I went over to Mim's on Wednes-
day and came home with six fruit jars of Procion dyes mixed in a 10% solution, three warm primaries and three of the cool. I decided to play with color this morning. I've not been satisfied with those two skeins so decided to try a little color tune up. I started by putting samples in a weak dye bath of the warm blue (on the right) and didn't care for either result. I did the same with the warm red and was happy to find a cure for the plastic lavender. However, it turned the green sample orange and I decided to leave that skein alone. I had started a hat with the multicolor in the foreground, using an olive for contrast. Boring. I'll rip back and substitute my new pretty color as soon as it dries.
While she was mixing up my dyes, Mim talked about the DNA method she uses to dye roving. She says she learned it in the Charlene Schurch class we took at least ten years ago. I was there, but I don't remember this at all. She mixes 60 cc of one primary and 20 cc of the two others in a cup and then pours them over 4 ounces of prepared roving and says that the different colors strike at different times. I've had a bump of Panda for at least a year so decided to dive right in.
I was well into this before I realized that it's been so many years since I dyed this way that I don't have any plastic gloves. My hands as a pale shade of this roving, slightly darker around the cuticles. It's in the steamer - 30 minutes to go.
I had used 60 warm blue, and 20 warm red and yellow. This was certainly a surprise but the roving took up all the dye and rinsed clear. For the first time, I didn't felt my wool and that is a major victory for me.
And there it is, ready for action. It looks like I'm going to get a gray and pink combin-
ation but I won't know until I see it drawing on the bobbin. It's sitting right by my wheel. I think the element of surprise is the attraction for me. I have no idea what I'm going to get - like Christmas.

● **ACTIONS TO TAKE**:
A) Please write out the stretch of the dyeing post from "I had used 60" through "- like Christmas.".
B) List every quantity in the dyeing post that is given in cubic centimeters, ounces, or minutes.
You can ignore the listing.

● **Records from a data collection**:
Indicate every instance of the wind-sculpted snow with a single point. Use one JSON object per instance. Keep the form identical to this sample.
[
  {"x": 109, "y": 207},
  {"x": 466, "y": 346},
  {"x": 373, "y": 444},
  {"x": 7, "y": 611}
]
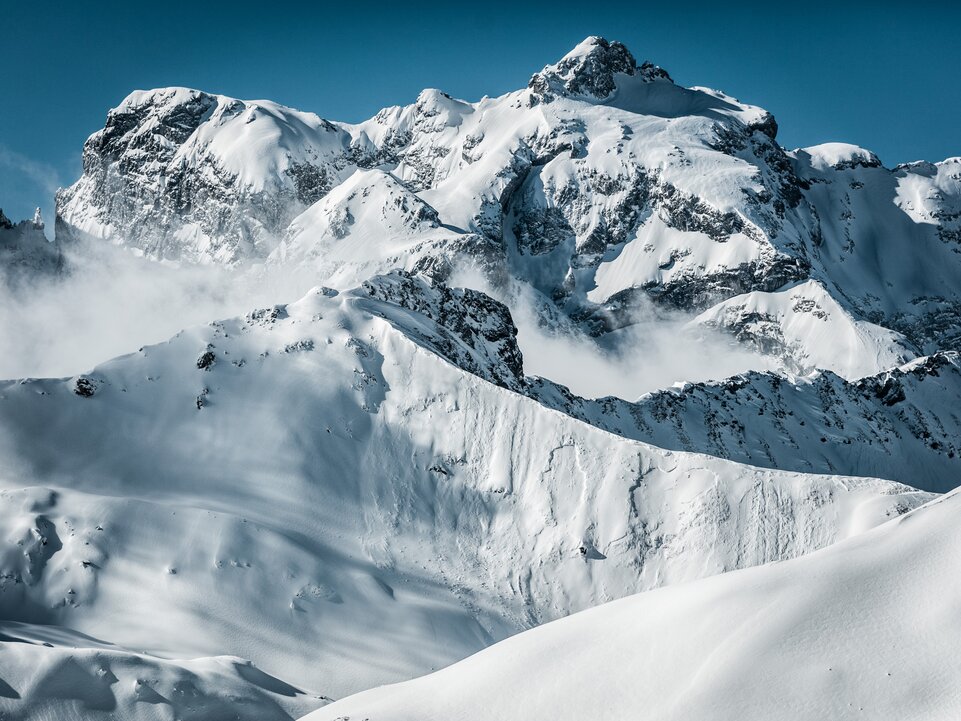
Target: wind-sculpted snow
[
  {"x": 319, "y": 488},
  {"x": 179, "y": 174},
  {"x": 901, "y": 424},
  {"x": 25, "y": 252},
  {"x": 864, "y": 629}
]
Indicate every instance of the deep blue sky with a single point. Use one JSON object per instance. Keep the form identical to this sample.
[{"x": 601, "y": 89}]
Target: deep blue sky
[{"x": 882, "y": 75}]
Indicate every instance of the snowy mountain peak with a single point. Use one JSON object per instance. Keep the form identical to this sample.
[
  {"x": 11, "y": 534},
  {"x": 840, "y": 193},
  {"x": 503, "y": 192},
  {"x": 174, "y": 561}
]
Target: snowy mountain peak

--

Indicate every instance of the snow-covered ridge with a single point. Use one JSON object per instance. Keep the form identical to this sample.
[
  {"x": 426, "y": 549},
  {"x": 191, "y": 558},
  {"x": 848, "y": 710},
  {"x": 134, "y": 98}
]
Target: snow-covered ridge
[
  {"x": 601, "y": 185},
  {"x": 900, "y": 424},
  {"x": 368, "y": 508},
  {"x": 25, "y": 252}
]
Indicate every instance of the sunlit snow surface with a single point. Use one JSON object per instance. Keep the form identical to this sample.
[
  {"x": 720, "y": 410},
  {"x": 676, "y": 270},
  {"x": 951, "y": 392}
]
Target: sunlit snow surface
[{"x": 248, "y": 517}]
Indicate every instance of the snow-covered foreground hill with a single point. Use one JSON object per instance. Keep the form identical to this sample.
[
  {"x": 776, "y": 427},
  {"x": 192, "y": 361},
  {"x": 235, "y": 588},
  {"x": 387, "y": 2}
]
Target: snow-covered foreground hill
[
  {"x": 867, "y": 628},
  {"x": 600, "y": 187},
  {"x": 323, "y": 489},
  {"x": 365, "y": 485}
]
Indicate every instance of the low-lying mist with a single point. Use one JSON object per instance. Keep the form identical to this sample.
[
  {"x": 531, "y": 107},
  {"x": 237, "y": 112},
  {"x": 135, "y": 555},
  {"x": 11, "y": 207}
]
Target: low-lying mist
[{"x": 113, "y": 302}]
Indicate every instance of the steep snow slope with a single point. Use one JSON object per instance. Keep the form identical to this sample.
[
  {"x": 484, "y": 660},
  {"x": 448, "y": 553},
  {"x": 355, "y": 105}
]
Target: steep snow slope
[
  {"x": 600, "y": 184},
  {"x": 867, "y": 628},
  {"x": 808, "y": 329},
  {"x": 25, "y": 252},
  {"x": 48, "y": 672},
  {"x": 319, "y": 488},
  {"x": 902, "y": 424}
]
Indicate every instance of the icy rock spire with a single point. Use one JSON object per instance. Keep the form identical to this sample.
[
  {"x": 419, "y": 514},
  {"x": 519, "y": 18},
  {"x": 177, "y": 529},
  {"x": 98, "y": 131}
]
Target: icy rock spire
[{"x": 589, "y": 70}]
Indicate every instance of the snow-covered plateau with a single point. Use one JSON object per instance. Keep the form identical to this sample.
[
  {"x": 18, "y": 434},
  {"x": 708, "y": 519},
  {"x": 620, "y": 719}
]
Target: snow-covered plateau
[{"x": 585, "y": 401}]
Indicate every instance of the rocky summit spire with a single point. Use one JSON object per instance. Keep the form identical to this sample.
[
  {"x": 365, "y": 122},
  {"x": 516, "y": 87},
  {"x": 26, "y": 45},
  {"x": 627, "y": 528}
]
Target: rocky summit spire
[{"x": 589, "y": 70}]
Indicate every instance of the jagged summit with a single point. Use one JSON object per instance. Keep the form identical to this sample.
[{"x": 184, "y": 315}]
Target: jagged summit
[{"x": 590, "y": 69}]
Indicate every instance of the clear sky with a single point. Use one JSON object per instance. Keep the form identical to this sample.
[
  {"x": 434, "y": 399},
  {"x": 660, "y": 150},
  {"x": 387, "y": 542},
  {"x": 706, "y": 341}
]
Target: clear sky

==

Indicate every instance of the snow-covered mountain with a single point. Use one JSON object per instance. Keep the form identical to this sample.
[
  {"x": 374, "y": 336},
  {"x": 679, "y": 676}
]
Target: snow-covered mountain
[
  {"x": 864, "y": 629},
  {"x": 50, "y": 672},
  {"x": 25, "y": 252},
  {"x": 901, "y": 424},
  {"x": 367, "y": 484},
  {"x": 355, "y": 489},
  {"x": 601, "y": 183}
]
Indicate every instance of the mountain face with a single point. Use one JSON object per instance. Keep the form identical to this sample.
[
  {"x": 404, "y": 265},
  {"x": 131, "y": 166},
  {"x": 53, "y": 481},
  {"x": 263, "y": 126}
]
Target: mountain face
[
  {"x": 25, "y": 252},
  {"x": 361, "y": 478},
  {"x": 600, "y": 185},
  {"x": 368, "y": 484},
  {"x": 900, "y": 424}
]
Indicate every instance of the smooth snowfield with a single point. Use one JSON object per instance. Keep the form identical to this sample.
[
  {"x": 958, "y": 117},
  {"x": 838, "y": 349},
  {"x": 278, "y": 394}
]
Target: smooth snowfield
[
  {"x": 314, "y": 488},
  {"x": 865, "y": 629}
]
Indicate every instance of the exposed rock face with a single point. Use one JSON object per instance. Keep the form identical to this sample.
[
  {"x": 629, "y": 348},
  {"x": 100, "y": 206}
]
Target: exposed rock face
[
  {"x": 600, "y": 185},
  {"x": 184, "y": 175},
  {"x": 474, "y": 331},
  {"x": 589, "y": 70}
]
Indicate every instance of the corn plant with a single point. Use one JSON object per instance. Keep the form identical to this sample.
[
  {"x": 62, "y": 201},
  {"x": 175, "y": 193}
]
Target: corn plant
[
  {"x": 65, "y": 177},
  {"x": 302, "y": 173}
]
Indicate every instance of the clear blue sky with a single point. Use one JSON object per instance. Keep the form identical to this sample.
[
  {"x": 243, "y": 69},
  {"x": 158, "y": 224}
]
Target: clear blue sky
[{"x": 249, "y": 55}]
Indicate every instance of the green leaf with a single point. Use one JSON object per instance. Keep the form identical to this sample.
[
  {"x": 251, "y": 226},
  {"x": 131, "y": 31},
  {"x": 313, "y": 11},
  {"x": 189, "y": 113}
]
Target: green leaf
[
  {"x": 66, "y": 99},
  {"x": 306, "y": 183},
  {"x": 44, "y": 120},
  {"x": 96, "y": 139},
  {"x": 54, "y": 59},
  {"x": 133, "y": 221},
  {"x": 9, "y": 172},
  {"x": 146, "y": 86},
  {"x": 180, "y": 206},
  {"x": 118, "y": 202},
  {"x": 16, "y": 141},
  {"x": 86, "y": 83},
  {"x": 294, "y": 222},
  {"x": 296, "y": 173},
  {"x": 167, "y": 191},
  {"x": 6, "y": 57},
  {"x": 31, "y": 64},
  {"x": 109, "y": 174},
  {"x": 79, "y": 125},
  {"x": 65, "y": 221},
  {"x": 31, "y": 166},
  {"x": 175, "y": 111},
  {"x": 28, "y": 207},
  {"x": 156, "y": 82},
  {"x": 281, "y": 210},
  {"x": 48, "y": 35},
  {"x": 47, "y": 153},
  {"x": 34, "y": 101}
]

● **RESULTS**:
A)
I had used 60 warm blue, and 20 warm red and yellow. This was certainly a surprise but the roving took up all the dye and rinsed clear. For the first time, I didn't felt my wool and that is a major victory for me.
And there it is, ready for action. It looks like I'm going to get a gray and pink combin-
ation but I won't know until I see it drawing on the bobbin. It's sitting right by my wheel. I think the element of surprise is the attraction for me. I have no idea what I'm going to get - like Christmas.

B)
60 cc
20 cc
4 ounces
30 minutes